任务目标 1: 收集记录中含有字符串“blue”的每一行，匹配时区分大小写。

网页摘录:
我们发布了Macintosh Office办公系统,其中包括桌面出版
Made probably the largest marketing blunder in my career by announcing the Macintosh Office instead of just desktop publishing,
当时应该集中力量推桌面出版,而不是所有功能一拥而上
and we had desktop publishing as a major component of that, but we announced a bunch of other stuff as well, and I think we should just focus on desktop publishing at that time.
[1985年乔布斯被CEO John Sculley排挤,离开了苹果]
After series of disagreements with Apple’s CEO, John Sculley, Steve left the company in 1985.
Bob: 说说你离开苹果的情况
Bob: Tell us your departure from Apple.
Steve: 很痛苦,我都不太愿意聊这事
Steve: Oh it was very painful and I am not even sure if I want to talk about it.
怎么说呢?我招错了人
What can I say? I hired the wrong guy.
Bob: 是指Sculley?
Bob: That was Sculley?
Steve: 是的,他毁了我十年的心血
Steve: Yeah, and he destroyed everything I spent 10 years working for.
他逼我离职,但这还不是最糟糕的
Starting with me, but that wasn’t the saddest part,
如果苹果能按我的设想发展,我会很开心
I would have gladly left Apple if Apple had turned out like I wanted it to.
他侥幸登上了一艘正要发射的火箭
He basically got on a rocket ship that is about to leave the pad, and the rocket ship left the pad,
他还以为自己建造了火箭
and he kind of went into his head, and he got confused and thought he built the rocket ship,
轻率改变火箭的飞行轨道,结果是箭毁人亡
and he kind of changed the trajectory, so that it’s inevitably gonna crash to the ground,
[48:36]
Bob: 可是在Macintosh时期,你俩总是一起出现在媒体上
Bob: But there was always … in Pre-Macintosh days and early Macintosh days, there was always Steven and John show,
几乎形影不离
you two were kinda joined at the hip for a while there.
Steve: 没错
Steve: That’s right.
Bob: 后来怎么会产生矛盾呢?
Bob: And then something happened to split you, what was that, what was that catalyst?
Steve: 1984年底IT行业进入萧条期,销售业绩大幅下降
Steve: Well, what happened was … that the industry went into a recession in late 1984, sales started seriously contracted,
John开始惊慌失措
and John didn’t know what to do, and he had not a clue.

数据记录:

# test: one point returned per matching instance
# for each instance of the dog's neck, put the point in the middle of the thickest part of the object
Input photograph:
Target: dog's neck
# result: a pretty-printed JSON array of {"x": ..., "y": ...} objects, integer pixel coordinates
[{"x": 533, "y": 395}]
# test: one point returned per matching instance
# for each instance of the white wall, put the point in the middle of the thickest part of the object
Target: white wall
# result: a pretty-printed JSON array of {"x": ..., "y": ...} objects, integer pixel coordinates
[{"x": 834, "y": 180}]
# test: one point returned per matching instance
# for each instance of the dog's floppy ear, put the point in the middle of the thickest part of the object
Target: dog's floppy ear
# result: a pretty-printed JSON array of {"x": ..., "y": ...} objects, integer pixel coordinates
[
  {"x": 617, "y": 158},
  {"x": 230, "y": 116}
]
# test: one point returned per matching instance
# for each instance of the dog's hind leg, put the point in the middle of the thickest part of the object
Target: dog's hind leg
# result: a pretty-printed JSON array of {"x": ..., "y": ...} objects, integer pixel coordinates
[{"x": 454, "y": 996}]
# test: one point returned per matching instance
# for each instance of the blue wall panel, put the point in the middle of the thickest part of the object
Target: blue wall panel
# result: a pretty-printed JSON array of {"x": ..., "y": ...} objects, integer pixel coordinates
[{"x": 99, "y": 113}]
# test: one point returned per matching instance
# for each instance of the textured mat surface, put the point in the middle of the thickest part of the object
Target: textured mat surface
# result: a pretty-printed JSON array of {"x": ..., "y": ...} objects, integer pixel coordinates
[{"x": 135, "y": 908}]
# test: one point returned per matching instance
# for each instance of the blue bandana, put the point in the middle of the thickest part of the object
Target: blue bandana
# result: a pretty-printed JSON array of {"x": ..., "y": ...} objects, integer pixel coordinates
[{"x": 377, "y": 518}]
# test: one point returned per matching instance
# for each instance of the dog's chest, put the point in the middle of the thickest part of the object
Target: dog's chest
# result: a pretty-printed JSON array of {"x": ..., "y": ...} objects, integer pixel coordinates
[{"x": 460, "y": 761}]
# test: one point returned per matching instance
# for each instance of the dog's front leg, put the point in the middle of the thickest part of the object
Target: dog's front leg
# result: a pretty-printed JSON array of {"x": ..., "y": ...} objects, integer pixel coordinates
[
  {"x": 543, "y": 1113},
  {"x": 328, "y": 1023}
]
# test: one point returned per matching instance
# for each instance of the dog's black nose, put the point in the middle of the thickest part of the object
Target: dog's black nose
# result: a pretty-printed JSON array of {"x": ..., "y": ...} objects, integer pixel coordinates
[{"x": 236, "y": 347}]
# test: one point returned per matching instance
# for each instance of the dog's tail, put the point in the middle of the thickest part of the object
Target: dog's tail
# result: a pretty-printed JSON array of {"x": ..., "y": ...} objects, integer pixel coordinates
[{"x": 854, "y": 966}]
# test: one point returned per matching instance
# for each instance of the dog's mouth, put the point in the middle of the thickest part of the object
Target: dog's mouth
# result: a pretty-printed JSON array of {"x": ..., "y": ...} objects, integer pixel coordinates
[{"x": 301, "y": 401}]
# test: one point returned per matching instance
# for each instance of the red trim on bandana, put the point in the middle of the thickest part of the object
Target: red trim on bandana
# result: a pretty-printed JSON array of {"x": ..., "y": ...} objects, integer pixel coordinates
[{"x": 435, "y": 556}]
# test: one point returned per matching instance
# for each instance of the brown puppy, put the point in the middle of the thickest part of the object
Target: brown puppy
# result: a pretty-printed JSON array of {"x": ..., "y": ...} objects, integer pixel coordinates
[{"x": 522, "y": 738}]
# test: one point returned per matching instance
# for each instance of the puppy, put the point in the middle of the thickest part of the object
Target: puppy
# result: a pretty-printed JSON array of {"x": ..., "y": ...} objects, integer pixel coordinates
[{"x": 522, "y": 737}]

任务目标 2: 将网页摘录中从“我们发布了Macintosh Office办公系统,其中包括桌面出版”起至“at that time.”止的这一段原样抄录下来。

参考答案 1:
# for each instance of the blue wall panel, put the point in the middle of the thickest part of the object
Target: blue wall panel
# for each instance of the blue bandana, put the point in the middle of the thickest part of the object
Target: blue bandana

参考答案 2:
我们发布了Macintosh Office办公系统,其中包括桌面出版
Made probably the largest marketing blunder in my career by announcing the Macintosh Office instead of just desktop publishing,
当时应该集中力量推桌面出版,而不是所有功能一拥而上
and we had desktop publishing as a major component of that, but we announced a bunch of other stuff as well, and I think we should just focus on desktop publishing at that time.